How would you translate this sentence from the bivariate data lesson into Spanish: "We define bivariate data as data that has two variables."

= Excerpted text =
>> BEGIN

Bivariate, scatter plots and correlation
So far we have focused our lessons in statistics to learn how to gather data and present it in a meaningful and easily to communicate way. But all of the topics covered so far focus on the idea of having a data set produced from the study of a single characteristic (a single variable) from a population, or a sample of a population.
In real life, we know a population has a huge amount of different characteristics which can (or cannot) be dependent on each other, or tied to one another in a certain way; therefore, this lesson will focus on that, on cases in which we start studying populations from more than one of their characteristics, thus paying attention to cases where two variables are being studied, compared, represented together and even produced conclusions based on their behaviour by themselves and with each other: it is time to learn about bivariate data (sometimes called bivariable data).
What is bivariate data?
We define bivariate data as data that has two variables. In a bivariate data set, each data point from the set has two values corresponding to each of the two variables in the set, this pairing of values per data point allows us to see the relationship between the variables being studied (if any) and see any tendency patterns in their behaviour.

>> END

Position identification records:

>> BEGIN

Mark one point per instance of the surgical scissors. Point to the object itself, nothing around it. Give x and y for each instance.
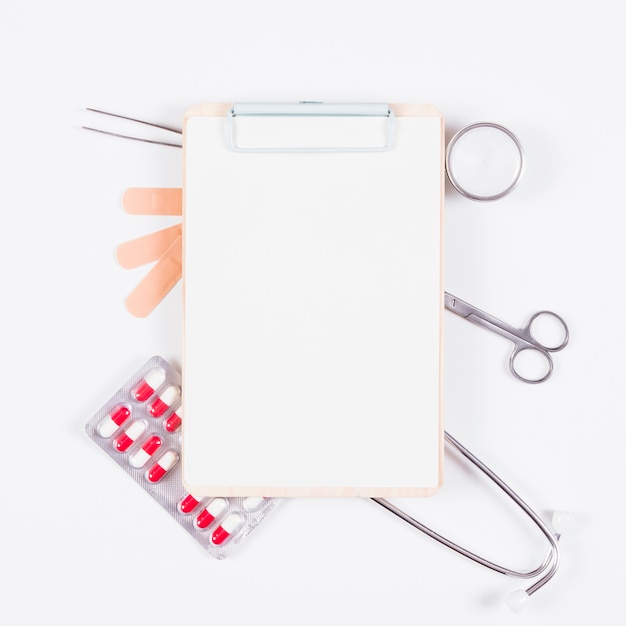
(522, 338)
(517, 598)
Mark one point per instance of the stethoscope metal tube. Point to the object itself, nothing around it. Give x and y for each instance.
(551, 561)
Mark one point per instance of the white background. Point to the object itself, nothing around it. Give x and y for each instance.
(80, 541)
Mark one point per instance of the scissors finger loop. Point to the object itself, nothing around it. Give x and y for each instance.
(544, 326)
(527, 365)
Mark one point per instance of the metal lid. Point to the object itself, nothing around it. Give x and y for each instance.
(484, 161)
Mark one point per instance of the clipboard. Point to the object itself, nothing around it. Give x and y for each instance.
(313, 300)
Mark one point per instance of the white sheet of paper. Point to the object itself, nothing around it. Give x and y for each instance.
(312, 288)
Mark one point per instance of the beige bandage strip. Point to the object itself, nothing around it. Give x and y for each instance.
(148, 248)
(153, 201)
(158, 282)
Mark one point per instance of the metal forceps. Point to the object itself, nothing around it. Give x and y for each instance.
(522, 338)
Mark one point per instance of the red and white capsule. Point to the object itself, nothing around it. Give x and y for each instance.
(230, 525)
(252, 503)
(165, 400)
(129, 436)
(188, 504)
(140, 457)
(113, 420)
(173, 422)
(162, 466)
(149, 384)
(210, 512)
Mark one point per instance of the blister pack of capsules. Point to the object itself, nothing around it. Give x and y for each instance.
(139, 428)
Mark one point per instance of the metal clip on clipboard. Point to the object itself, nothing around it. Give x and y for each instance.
(380, 139)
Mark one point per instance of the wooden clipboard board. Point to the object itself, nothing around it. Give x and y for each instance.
(313, 299)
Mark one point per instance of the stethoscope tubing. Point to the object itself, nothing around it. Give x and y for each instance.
(552, 558)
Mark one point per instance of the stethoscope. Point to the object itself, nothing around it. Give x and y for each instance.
(484, 162)
(516, 599)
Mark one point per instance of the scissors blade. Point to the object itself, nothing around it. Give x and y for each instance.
(519, 337)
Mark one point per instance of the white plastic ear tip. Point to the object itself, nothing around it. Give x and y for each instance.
(516, 600)
(562, 521)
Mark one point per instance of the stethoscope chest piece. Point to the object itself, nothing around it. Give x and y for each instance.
(484, 161)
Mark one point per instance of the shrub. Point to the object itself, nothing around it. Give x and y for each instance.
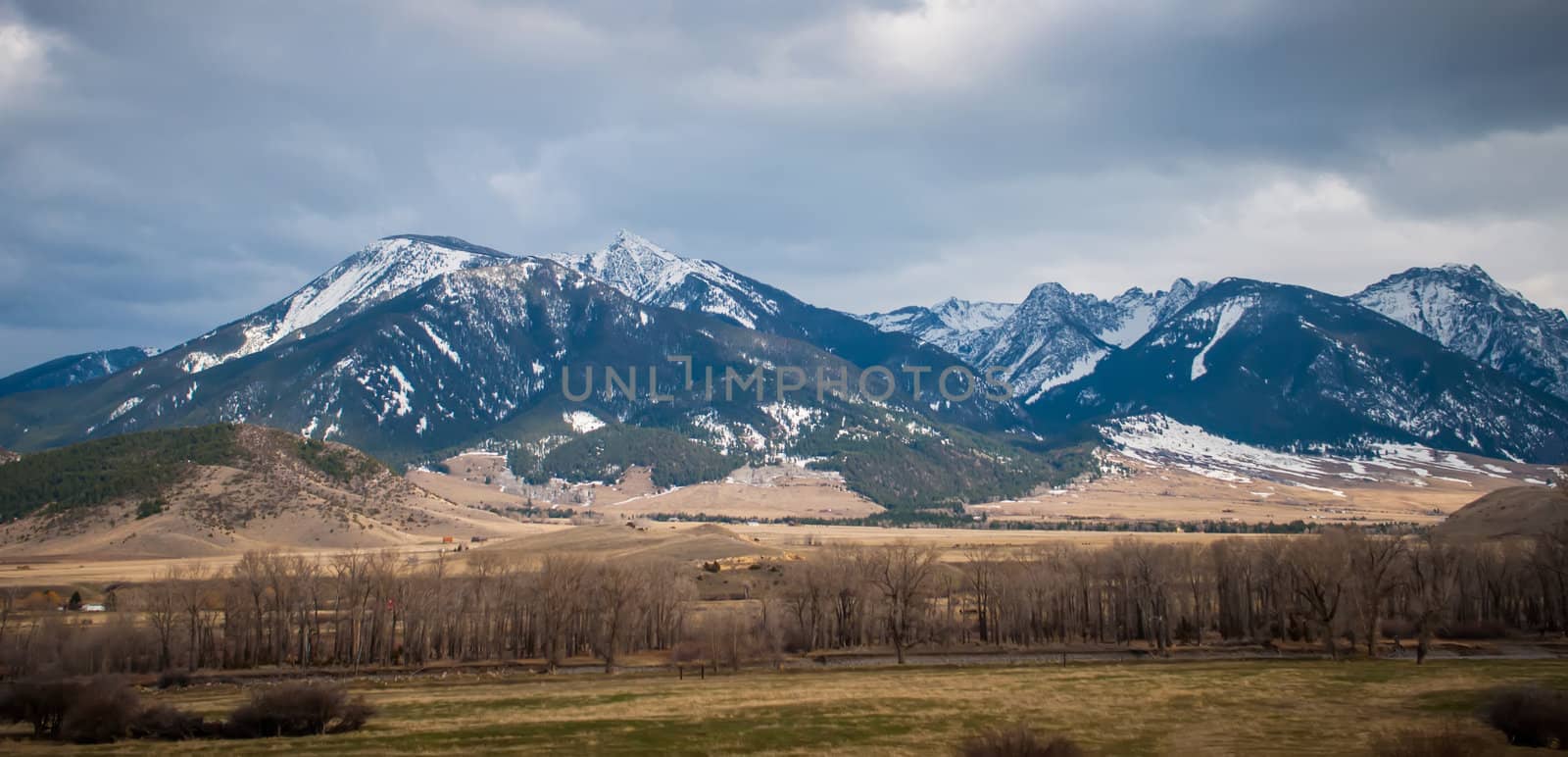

>> END

= Output below =
Definimos los datos bivariados como datos que tienen dos variables.